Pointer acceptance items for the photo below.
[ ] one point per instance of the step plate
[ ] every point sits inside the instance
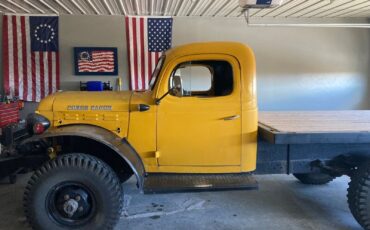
(167, 183)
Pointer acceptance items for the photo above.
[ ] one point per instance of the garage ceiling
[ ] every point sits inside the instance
(201, 8)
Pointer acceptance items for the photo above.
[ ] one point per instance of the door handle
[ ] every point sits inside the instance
(231, 118)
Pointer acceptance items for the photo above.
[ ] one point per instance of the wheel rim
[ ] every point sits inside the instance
(71, 203)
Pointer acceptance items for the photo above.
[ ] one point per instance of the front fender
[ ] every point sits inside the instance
(120, 146)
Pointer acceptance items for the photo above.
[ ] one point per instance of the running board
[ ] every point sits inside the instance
(168, 183)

──────────

Where the line containing "[ ] one point per instance of the door handle" appears, begin a word-for-word copy and carry it through the last line of the listing, leaving out all other lines.

[ ] one point per instance of the door handle
[ ] every point sits inside the instance
(231, 118)
Pointer acceptance items for the photo above.
[ ] one point per instance of the wheel rim
[ ] every point sits inside the instance
(71, 203)
Pointer acceptance items for the photo above.
[ ] one point per instance of the front fender
[ ] every point sits inside the instance
(120, 146)
Pointer acceptance items for the photo above.
[ ] one point per instance of the running board
[ ] every point sits inside the instance
(168, 183)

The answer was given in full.